◆ **Verilen görev**
Yargıtay kararına göre yerel mahkeme, fuhuş suçundan sanık hakkında hangi hapis ve adli para cezasına hükmetmiştir?

+++ Alıntılanan metin +++

Yargıtay Kararı 4. Ceza Dairesi 2021/13772 E. 2023/22889 K. 19.10.2023 T.

YARGITAY KARARI
DAİRE : 4. Ceza Dairesi
ESAS NO : 2021/13772
KARAR NO : 2023/22889
KARAR TARİHİ : 19.10.2023

MAHKEMESİ :Asliye Ceza Mahkemesi
SAYISI : 2012/877 E., 2016/164 K.
SUÇ : Fuhuş
HÜKÜM : Mahkûmiyet
TEBLİĞNAME GÖRÜŞÜ : Bozma

Sanık hakkında kurulan hükmün; karar tarihi itibarıyla 6723 sayılı Kanun’un 33 üncü maddesiyle değişik 5320 sayılı Kanun’un 8 inci maddesi gereği yürürlükte bulunan 1412 sayılı Ceza Muhakemeleri Usulü Kanunu’nun (1412 sayılı Kanun) 305 inci maddesi gereği temyiz edilebilir olduğu, karar tarihinde yürürlükte bulunan 5271 sayılı Ceza Muhakemesi Kanunu’nun (5271 sayılı Kanun) 260 ıncı maddesinin birinci fıkrası gereği temyiz edenin hükmü temyize hak ve yetkisinin bulunduğu, 1412 sayılı Kanun’un 310 uncu maddesi gereği temyiz isteğinin süresinde olduğu, aynı Kanun’un 317 nci maddesi gereği temyiz isteğinin reddini gerektirir bir durumun bulunmadığı yapılan ön inceleme neticesinde tespit edilmekle, gereği düşünüldü:
I. HUKUKÎ SÜREÇ
Yerel Mahkemece sanık hakkında fuhuş suçundan, 5237 sayılı Türk Ceza Kanunu’nun (5237 sayılı Kanun) 227 nci maddesi ile 52 nci, 53 üncü ve 63 üncü maddeleri uyarınca 2 yıl hapis ve 100,00 TL adli para cezasıyla cezalandırılmasına, hak yoksunluklarına, tutuklukta geçirdiği sürelerin cezasından mahsubuna hükmedilmiştir.
Tebliğnamede hükmün bozulması yönünde görüş bildirilmiştir.
II. TEMYİZ SEBEPLERİ
Sanık müdafiinin temyiz isteminin özetle; Mahkemece yeterli inceleme yapılmaksızın, sanık lehine olan deliller yeterince değerlendirilmeksizin karar verildiğine, suçun oluşması için şüpheden uzak ve inandırıcı delillerin bulunmadığına, suçun unsurlarının oluşmadığına, sanık lehine 5237 sayılı Kanun’un 62 nci ve 5271 sayılı Kanun’un 231 inci maddelerinin uygulanmasının gerektiğine, Mahkemece bu maddelerin sanık lehine görmezden gelindiğine, bu ve resen dikkate alınacak nedenlerle kararın bozulması talebine yönelik olduğu belirlenmiştir.

+++ Sağlanan malzeme +++

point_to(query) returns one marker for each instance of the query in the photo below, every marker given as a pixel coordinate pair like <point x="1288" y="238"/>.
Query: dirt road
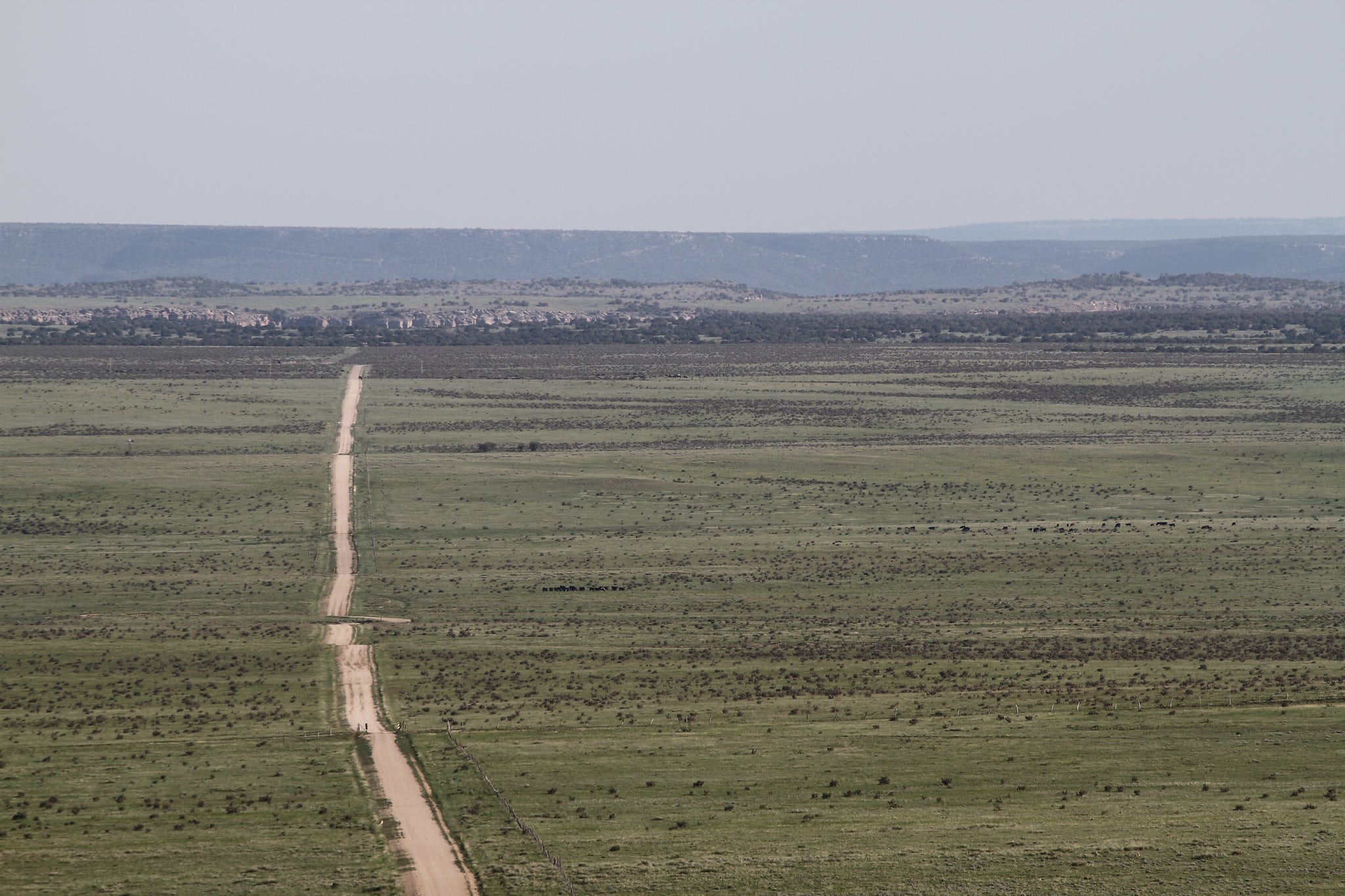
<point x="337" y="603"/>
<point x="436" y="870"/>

+++

◆ **Beklenen çıktı**
Yerel mahkeme sanık hakkında 2 yıl hapis ve 100,00 TL adli para cezasına hükmetmiştir.